**EXERCISE AIM**:
Which lines in the items below contain the word "parking"? Copy each of them.

**Coordinate annotation records**:

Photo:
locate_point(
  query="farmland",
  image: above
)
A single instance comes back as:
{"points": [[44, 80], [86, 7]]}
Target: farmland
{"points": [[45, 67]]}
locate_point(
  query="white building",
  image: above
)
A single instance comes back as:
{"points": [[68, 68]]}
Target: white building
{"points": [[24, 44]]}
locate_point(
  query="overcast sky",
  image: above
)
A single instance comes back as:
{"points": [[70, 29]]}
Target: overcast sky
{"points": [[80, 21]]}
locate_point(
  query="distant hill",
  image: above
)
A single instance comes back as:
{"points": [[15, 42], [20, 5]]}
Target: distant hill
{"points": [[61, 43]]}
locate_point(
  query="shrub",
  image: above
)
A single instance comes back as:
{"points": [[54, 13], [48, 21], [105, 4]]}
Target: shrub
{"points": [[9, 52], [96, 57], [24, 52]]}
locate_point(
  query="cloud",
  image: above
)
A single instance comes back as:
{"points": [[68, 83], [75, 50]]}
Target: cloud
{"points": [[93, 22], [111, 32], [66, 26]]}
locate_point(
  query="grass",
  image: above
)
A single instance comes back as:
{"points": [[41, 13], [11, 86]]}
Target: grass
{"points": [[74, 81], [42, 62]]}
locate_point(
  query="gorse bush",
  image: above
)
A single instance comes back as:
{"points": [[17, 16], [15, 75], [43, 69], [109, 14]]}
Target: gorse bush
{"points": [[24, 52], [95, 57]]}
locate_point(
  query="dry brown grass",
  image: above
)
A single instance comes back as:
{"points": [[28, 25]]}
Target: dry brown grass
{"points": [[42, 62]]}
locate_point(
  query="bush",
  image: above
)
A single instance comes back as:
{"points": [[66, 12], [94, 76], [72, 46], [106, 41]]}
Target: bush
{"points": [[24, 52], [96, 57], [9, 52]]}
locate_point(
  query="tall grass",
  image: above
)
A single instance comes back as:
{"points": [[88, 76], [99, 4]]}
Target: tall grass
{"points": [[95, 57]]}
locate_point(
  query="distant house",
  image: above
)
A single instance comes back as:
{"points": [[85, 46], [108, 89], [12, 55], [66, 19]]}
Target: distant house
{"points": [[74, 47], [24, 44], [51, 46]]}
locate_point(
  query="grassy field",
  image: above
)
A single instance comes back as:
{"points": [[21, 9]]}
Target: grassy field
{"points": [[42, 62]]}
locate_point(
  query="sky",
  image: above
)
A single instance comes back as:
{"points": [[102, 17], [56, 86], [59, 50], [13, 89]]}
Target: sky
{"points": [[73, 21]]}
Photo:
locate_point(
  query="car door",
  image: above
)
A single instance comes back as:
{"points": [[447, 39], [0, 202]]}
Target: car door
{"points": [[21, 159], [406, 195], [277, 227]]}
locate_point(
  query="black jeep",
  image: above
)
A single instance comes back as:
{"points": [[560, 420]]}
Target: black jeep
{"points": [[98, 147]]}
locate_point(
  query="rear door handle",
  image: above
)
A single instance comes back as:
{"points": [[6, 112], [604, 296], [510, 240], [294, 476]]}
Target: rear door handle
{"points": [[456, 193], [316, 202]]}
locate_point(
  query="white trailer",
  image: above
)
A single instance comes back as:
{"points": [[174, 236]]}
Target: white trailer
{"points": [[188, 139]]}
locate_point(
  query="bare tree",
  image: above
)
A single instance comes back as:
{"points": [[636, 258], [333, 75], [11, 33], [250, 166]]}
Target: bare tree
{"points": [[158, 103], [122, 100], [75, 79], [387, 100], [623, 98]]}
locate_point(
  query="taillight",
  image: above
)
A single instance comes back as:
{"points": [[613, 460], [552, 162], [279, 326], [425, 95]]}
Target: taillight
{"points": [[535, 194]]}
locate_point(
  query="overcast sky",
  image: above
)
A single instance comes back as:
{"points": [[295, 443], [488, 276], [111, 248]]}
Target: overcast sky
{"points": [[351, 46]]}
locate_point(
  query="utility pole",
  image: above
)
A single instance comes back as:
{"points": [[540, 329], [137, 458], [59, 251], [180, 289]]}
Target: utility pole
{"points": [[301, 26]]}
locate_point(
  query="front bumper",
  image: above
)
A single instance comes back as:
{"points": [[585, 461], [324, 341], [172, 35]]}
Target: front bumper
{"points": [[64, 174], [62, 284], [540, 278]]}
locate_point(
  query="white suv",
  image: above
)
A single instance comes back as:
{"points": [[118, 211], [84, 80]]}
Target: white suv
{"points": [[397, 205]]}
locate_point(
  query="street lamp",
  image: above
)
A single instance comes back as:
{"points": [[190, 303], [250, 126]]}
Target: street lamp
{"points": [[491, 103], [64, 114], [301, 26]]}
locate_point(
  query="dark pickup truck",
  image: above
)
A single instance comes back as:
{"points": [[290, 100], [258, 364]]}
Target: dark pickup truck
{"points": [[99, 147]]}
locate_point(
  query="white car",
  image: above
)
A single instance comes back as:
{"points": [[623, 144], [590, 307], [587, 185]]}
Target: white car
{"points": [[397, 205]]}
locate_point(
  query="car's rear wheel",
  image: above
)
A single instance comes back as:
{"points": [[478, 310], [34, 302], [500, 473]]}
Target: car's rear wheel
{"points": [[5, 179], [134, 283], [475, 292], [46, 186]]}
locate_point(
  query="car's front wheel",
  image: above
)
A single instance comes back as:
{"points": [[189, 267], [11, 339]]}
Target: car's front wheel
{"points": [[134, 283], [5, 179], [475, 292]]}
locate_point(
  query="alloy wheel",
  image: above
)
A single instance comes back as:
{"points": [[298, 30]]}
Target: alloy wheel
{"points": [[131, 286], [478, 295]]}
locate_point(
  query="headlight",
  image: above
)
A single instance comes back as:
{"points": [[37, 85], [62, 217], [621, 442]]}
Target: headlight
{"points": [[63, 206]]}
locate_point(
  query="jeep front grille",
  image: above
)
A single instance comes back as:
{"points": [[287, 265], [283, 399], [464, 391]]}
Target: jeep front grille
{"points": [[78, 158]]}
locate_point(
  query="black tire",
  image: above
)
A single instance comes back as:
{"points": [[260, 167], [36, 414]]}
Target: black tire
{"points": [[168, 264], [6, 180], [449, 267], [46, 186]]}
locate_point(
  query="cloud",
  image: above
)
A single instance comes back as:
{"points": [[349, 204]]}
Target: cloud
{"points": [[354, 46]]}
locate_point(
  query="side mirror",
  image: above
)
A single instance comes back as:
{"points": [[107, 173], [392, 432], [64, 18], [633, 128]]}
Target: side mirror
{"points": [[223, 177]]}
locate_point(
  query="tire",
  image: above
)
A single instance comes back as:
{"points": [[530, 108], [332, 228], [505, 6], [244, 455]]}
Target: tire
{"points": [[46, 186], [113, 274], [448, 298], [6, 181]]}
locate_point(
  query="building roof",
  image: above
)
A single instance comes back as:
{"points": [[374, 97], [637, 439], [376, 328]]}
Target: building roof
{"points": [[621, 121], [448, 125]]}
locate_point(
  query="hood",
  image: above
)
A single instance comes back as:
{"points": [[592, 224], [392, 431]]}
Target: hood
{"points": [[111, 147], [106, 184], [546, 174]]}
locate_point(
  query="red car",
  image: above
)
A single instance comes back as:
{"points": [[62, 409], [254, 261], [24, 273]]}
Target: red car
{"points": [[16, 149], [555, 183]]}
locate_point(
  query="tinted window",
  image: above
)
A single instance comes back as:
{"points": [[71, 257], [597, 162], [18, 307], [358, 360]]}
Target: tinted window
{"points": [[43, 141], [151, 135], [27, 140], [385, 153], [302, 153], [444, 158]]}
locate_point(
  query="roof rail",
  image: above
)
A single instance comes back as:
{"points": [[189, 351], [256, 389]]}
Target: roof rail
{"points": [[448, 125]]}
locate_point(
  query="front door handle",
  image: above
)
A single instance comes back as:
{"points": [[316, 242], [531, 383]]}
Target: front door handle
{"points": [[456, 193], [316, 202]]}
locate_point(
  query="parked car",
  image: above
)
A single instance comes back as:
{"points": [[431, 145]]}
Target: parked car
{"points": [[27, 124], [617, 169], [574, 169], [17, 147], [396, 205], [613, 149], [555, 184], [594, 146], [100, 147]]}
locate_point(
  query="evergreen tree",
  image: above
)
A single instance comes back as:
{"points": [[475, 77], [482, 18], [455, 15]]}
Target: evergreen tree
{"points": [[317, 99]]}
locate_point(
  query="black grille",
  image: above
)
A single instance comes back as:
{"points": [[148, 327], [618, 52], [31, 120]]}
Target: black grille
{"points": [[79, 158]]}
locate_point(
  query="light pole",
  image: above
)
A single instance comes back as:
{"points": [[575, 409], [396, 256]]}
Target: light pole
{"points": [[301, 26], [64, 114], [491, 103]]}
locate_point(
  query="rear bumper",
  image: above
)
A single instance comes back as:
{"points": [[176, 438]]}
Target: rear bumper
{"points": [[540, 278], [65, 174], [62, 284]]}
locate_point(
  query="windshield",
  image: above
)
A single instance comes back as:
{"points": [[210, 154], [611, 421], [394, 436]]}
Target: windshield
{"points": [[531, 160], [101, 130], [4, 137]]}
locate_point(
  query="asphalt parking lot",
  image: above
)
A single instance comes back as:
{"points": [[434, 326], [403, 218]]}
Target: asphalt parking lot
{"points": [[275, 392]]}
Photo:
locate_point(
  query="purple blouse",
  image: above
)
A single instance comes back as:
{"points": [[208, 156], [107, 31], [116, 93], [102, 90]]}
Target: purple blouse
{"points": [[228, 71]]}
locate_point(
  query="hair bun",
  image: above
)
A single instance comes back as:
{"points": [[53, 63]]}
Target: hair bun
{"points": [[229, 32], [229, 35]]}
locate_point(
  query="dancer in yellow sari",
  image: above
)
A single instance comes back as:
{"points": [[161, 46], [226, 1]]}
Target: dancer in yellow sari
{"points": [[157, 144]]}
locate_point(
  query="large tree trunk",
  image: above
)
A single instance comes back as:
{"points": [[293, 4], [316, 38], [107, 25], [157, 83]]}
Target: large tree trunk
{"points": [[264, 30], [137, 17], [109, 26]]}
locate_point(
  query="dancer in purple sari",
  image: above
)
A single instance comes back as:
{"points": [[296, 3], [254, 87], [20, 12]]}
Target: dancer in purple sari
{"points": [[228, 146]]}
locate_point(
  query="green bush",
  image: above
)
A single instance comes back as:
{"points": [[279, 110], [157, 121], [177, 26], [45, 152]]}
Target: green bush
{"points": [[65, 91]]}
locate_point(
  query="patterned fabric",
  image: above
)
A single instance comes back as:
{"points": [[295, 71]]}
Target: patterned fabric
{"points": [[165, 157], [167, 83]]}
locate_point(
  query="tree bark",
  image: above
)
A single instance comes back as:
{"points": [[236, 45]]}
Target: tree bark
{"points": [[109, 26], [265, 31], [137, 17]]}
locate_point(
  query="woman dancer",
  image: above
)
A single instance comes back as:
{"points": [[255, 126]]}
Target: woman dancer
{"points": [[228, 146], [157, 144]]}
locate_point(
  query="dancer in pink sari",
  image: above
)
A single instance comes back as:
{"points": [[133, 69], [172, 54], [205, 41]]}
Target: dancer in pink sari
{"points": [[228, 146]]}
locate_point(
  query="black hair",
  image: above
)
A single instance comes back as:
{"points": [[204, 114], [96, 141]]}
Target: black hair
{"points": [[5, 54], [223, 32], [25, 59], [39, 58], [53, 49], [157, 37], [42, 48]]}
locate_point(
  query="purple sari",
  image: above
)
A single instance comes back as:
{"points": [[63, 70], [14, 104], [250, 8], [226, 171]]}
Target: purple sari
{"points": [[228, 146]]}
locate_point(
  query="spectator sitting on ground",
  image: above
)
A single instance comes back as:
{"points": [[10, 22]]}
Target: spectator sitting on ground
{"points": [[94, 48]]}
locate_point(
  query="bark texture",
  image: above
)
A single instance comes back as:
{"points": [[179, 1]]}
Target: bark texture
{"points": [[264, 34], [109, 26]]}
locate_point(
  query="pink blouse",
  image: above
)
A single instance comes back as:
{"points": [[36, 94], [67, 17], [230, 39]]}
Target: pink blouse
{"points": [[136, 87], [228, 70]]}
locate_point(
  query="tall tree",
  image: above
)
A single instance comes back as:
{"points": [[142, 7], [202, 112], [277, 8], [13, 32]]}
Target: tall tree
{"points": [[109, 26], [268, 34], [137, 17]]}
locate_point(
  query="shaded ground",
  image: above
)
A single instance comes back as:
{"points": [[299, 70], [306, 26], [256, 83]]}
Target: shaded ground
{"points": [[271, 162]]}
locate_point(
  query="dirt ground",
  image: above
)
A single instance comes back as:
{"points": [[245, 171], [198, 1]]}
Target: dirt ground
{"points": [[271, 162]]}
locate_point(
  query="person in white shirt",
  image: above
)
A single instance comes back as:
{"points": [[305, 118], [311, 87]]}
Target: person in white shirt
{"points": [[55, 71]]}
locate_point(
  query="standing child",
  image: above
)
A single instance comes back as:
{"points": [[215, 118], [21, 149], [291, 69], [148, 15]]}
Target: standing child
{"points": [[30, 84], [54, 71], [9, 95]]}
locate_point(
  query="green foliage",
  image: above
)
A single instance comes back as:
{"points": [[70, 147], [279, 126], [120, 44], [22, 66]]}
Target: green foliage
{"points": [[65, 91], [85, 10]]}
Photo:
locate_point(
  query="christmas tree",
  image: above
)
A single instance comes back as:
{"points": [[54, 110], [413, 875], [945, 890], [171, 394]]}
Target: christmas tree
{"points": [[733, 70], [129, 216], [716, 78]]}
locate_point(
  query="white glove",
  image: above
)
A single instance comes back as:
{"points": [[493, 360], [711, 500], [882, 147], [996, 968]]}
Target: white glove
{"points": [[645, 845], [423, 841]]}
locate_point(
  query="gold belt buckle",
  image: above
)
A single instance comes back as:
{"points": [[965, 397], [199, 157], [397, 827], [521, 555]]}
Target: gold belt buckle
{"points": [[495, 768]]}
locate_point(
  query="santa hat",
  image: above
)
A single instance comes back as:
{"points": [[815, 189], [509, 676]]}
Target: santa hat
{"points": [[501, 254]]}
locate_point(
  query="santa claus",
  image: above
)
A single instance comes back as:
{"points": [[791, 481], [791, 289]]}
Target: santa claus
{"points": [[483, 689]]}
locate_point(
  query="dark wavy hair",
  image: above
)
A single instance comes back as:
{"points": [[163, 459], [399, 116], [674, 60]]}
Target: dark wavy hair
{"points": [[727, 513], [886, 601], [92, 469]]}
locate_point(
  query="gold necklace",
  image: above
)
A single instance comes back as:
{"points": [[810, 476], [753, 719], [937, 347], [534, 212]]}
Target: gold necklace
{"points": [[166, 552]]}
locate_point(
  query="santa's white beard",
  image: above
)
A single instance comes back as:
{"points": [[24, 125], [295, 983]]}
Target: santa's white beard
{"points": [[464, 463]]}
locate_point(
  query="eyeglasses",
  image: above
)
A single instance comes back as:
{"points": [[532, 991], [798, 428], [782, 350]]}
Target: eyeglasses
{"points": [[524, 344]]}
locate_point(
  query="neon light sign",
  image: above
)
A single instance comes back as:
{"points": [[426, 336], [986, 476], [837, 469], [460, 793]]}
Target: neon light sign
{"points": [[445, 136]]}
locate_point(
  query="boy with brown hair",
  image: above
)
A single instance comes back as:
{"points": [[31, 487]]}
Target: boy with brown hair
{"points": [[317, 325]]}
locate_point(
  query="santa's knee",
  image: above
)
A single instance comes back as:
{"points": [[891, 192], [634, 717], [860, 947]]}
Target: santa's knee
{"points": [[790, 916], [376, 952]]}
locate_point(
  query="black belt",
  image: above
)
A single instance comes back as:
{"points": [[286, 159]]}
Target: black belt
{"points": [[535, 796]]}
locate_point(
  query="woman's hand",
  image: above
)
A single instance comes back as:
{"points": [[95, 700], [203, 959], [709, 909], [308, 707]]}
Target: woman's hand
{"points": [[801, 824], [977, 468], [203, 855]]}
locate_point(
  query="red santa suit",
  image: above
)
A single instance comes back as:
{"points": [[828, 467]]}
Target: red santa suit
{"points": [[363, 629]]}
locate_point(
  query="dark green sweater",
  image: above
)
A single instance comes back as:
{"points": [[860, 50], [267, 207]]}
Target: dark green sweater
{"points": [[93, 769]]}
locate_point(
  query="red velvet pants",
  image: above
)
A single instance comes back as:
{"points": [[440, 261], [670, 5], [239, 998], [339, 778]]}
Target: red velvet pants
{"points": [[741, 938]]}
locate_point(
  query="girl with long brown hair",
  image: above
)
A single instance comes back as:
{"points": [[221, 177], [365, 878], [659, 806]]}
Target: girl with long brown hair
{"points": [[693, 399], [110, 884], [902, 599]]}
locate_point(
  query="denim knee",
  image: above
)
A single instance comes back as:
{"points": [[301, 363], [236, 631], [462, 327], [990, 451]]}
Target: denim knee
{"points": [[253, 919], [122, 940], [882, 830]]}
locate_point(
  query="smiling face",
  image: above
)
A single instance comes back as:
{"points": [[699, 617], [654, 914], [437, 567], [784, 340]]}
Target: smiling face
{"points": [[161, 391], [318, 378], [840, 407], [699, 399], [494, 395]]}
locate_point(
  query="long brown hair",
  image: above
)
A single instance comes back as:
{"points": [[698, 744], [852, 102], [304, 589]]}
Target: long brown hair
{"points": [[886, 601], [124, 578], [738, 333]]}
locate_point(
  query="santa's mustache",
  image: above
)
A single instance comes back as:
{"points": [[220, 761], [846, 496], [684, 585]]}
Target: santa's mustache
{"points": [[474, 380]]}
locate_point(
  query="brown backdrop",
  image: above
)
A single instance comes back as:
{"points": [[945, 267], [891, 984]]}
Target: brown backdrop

**TASK SOLUTION**:
  query="asphalt parking lot",
Target: asphalt parking lot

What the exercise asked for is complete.